■ **Text block**
• • • •
CALGARY, ALBERTA--(BUSINESS WIRE)--
Talisman Energy Inc. Announces Debt Tender Offer
CALGARY, Alberta, November 24, 2015 – Talisman Energy Inc. (the “Offeror”) announced today that it has commenced a tender offer (the “Offer”) to purchase for cash up to $750 million aggregate principal amount (the “Maximum Tender Amount”) of the 5.85% Senior Notes due 2037 (CUSIP No. 87425E AJ2), 5.50% Senior Notes due 2042 (CUSIP No. 87425E AN3), 6.25% Senior Notes due 2038 (CUSIP No. 87425E AK9), 7.25% Debentures due 2027 (CUSIP No. 87425E AE3) and 5.75% Senior Notes due 2035 (CUSIP No. 87425E AH6) issued by the Offeror (collectively, the “Securities”). The amounts of each series of Securities that are purchased will be determined in accordance with the acceptance priority levels specified in the table below and on the cover page of the offer to purchase dated November 24, 2015 (the “Offer to Purchase”) in the column entitled “Acceptance Priority Level” (the “Acceptance Priority Level”), subject to the proration arrangements applicable to the Offer.
• • • •
[Location labeling records]
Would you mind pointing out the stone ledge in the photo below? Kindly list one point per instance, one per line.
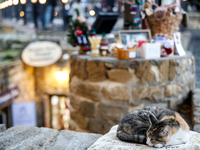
(196, 110)
(23, 138)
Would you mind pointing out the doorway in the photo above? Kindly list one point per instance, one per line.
(59, 114)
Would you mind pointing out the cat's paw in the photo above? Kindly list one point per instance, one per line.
(158, 145)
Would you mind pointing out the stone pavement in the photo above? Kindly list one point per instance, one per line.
(194, 47)
(33, 138)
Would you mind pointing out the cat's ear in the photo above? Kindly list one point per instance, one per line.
(166, 131)
(153, 119)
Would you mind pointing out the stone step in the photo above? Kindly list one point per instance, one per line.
(34, 138)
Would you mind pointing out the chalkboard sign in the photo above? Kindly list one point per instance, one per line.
(40, 54)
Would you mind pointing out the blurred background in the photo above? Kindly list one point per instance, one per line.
(45, 90)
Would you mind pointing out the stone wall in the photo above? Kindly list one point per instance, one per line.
(21, 75)
(33, 138)
(196, 110)
(194, 21)
(103, 90)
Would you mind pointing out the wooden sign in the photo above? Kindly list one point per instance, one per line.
(8, 96)
(40, 54)
(24, 114)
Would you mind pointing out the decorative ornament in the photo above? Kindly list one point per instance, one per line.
(134, 9)
(141, 2)
(79, 32)
(130, 2)
(160, 13)
(137, 22)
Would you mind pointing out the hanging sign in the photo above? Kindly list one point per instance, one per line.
(40, 54)
(24, 114)
(8, 96)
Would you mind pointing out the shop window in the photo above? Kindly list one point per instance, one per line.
(59, 114)
(5, 116)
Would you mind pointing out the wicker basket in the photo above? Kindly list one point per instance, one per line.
(126, 54)
(166, 27)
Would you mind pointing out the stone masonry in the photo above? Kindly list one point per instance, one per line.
(33, 138)
(196, 110)
(104, 90)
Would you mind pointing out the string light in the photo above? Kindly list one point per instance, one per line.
(42, 1)
(5, 4)
(33, 1)
(22, 14)
(92, 12)
(9, 2)
(64, 1)
(15, 2)
(23, 1)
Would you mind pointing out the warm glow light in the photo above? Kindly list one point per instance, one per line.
(92, 12)
(15, 2)
(62, 75)
(9, 2)
(23, 1)
(33, 1)
(42, 1)
(55, 13)
(21, 14)
(5, 4)
(64, 1)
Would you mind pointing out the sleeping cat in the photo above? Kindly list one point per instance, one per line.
(154, 126)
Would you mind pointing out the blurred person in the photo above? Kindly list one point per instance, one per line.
(110, 5)
(77, 6)
(51, 4)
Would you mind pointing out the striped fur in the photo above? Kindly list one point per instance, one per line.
(155, 126)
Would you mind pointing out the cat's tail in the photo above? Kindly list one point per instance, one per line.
(131, 138)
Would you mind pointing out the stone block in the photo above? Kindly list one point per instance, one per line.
(87, 109)
(15, 135)
(164, 71)
(116, 91)
(153, 93)
(81, 69)
(33, 138)
(2, 128)
(70, 140)
(110, 113)
(79, 119)
(156, 93)
(139, 93)
(144, 72)
(172, 70)
(174, 103)
(173, 90)
(96, 71)
(99, 126)
(75, 100)
(196, 127)
(119, 75)
(86, 89)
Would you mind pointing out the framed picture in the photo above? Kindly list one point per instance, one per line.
(170, 2)
(130, 36)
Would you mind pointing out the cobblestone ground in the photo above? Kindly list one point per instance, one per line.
(195, 49)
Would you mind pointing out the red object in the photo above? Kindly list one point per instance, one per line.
(86, 48)
(79, 32)
(168, 51)
(141, 42)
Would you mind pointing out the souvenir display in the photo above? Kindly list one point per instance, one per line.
(78, 34)
(95, 41)
(164, 21)
(104, 45)
(162, 39)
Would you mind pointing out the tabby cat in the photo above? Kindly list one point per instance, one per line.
(155, 126)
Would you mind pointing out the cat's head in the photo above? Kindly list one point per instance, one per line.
(159, 132)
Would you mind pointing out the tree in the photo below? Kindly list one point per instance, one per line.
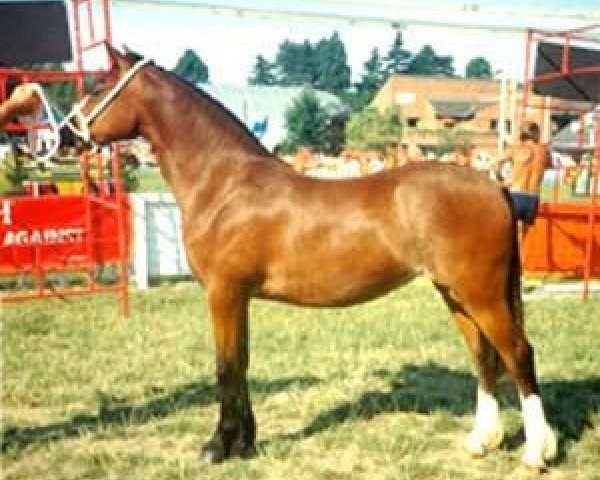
• • • •
■ **What you need to do**
1. Could you transcribe the Talisman Energy tender offer announcement word for word, in full?
2. In the records, could you rewrite the lines from the one containing "Would you mind pointing out the red" through the end of the records, inclusive? Keep every request line, but multiply each point coordinate by 1.15 and round it to a whole number, with halves rounded up. Give only those lines and leave out the pictures.

■ **Answers to the tasks**
1.
CALGARY, ALBERTA--(BUSINESS WIRE)--
Talisman Energy Inc. Announces Debt Tender Offer
CALGARY, Alberta, November 24, 2015 – Talisman Energy Inc. (the “Offeror”) announced today that it has commenced a tender offer (the “Offer”) to purchase for cash up to $750 million aggregate principal amount (the “Maximum Tender Amount”) of the 5.85% Senior Notes due 2037 (CUSIP No. 87425E AJ2), 5.50% Senior Notes due 2042 (CUSIP No. 87425E AN3), 6.25% Senior Notes due 2038 (CUSIP No. 87425E AK9), 7.25% Debentures due 2027 (CUSIP No. 87425E AE3) and 5.75% Senior Notes due 2035 (CUSIP No. 87425E AH6) issued by the Offeror (collectively, the “Securities”). The amounts of each series of Securities that are purchased will be determined in accordance with the acceptance priority levels specified in the table below and on the cover page of the offer to purchase dated November 24, 2015 (the “Offer to Purchase”) in the column entitled “Acceptance Priority Level” (the “Acceptance Priority Level”), subject to the proration arrangements applicable to the Offer.

2.
Would you mind pointing out the red object in the photo above? Kindly list one point per instance, one per line.
(99, 55)
(91, 37)
(193, 59)
(162, 48)
Would you mind pointing out the souvenir display in the photo above? Kindly list one point per instance, one per line.
(90, 39)
(109, 47)
(189, 24)
(120, 52)
(186, 45)
Would you mind pointing out the tabby cat in the photo above? Kindly list one point per instance, one per line.
(178, 145)
Would you mind pointing out the cat's head in the photo above? Kindly list one point per instance, one per line.
(183, 152)
Would you mind pointing out the tree in the photo below? Kindly list one point per instance, one per line.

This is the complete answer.